WHAT IS NEEDED — Pull out every line of the items below that contains the word "mask". Treat uppercase and lowercase as different.

MATERIAL SUPPLIED —
## BEGIN

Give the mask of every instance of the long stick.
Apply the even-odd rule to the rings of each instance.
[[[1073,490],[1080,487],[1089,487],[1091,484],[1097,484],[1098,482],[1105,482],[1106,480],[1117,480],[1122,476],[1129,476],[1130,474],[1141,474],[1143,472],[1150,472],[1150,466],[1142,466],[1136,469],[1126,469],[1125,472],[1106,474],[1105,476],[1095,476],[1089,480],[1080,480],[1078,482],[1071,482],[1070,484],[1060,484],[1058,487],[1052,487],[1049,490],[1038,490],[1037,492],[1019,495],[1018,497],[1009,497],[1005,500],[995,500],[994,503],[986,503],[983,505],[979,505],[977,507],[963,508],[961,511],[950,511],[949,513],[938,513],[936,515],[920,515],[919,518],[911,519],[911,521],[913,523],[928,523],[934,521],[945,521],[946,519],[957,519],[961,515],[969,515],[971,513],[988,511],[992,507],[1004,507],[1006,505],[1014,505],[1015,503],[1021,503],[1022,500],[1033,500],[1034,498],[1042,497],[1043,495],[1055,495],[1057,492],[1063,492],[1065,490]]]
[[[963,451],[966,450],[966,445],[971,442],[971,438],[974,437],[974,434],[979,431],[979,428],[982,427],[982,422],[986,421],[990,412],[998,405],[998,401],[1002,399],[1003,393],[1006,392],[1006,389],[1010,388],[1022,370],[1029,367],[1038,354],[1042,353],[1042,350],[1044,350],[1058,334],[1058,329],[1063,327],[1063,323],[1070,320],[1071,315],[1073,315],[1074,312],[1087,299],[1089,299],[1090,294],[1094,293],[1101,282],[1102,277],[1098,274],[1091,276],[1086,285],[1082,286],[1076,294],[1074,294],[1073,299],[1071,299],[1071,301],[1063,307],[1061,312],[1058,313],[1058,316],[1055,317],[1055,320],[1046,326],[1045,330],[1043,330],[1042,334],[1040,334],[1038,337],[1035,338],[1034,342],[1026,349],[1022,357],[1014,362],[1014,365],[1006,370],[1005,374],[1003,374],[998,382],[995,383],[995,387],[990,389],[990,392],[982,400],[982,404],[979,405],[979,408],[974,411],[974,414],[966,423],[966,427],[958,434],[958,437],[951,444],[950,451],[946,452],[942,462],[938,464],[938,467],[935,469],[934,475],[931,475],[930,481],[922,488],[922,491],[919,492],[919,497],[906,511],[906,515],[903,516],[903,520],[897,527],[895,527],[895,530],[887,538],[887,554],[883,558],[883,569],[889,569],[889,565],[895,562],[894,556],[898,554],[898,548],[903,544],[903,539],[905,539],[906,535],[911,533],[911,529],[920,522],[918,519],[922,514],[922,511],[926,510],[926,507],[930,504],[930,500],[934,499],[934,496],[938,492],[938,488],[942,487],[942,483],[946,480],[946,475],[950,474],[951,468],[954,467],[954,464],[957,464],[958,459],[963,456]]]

## END
## BEGIN

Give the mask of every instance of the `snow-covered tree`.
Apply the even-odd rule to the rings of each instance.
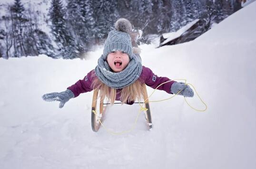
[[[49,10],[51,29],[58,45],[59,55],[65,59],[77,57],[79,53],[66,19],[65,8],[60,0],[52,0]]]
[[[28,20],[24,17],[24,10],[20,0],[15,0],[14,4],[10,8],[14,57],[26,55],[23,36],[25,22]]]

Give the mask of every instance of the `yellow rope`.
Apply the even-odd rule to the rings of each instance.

## END
## BEGIN

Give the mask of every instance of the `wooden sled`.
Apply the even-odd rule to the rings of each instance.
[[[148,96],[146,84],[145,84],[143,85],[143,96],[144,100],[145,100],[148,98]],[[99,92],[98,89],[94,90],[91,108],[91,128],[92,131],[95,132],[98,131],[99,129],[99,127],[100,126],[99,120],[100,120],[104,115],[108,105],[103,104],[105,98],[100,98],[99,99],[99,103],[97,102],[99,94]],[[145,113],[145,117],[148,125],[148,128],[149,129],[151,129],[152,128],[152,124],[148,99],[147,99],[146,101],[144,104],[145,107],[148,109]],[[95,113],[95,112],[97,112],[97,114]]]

## END

REPLY —
Give the mask of every instance of the long stick.
Give the mask of every instance of the `snow-covered tree`.
Give the mask of every instance of the `yellow rope`.
Give the mask of every instance of the `wooden sled`.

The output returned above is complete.